You will be able to track IP addresses from users in different ways... If the user is behind a proxy, you will have a different IP address...

So, as suggested before, the environment variable REMOTE_ADDR represents the IP address of your machine or a proxy. If the environment variable "HTTP_X_FORWARDED_FOR" is set, then you are behind a proxy and you might have a different one... Here's a function that returns the correct IP and proxy IP.

* [Given material]
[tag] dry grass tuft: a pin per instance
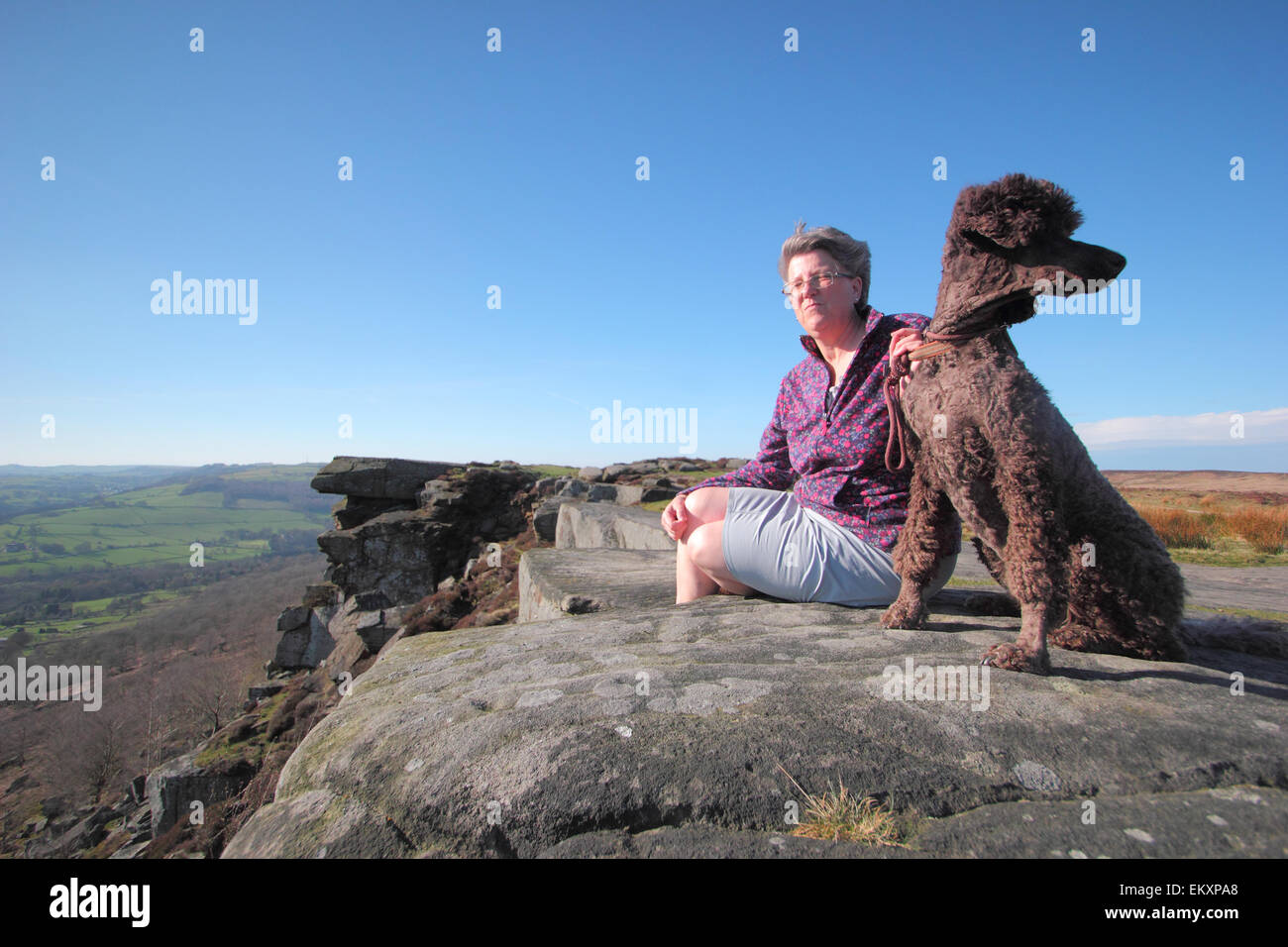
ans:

* [Challenge 1] Output the stretch of the IP-address excerpt from "So, as suggested" through "and proxy IP." without changes.
* [Challenge 2] Pick up the text on tracking user IP addresses behind proxies and continue it from its last sentence.

* [Written reply 1]
So, as suggested before, the environment variable REMOTE_ADDR represents the IP address of your machine or a proxy. If the environment variable "HTTP_X_FORWARDED_FOR" is set, then you are behind a proxy and you might have a different one... Here's a function that returns the correct IP and proxy IP.

* [Written reply 2]
function getIpAddresses() {
   $ipAddresses = array();
   if (isset($_SERVER["HTTP_X_FORWARDED_FOR"])) {

      $ipAddresses['proxy'] = isset($_SERVER["HTTP_CLIENT_IP"]) ? $_SERVER["HTTP_CLIENT_IP"] : $_SERVER["REMOTE_ADDR"];
      $ipAddresses['user'] = $_SERVER["HTTP_X_FORWARDED_FOR"];

   } else {
      $ipAddresses['user'] = isset($_SERVER["HTTP_CLIENT_IP"]) ? $_SERVER["HTTP_CLIENT_IP"] : $_SERVER["REMOTE_ADDR"];
   }
   return $ipAddresses;
}

Now, the result of calling this method will always give you a map with the key "user" and, if you are behind a proxy, you can get it through the key "proxy". Here's an example...

$ips = getIpAddresses();
echo "Your IP " . $ips['user'] . "<BR>";
if (isset($ips['proxy'])) {
    echo "Your proxy IP is " . $ips['proxy'] . "<BR>";
}

// Running this will give you the following:
// From another machine
Starting the IPs... 
Your IP 192.168.48.4

// From the same machine
Starting the IPs... 
Your IP 127.0.0.1

// From the same machine with a system proxy
Starting the IPs...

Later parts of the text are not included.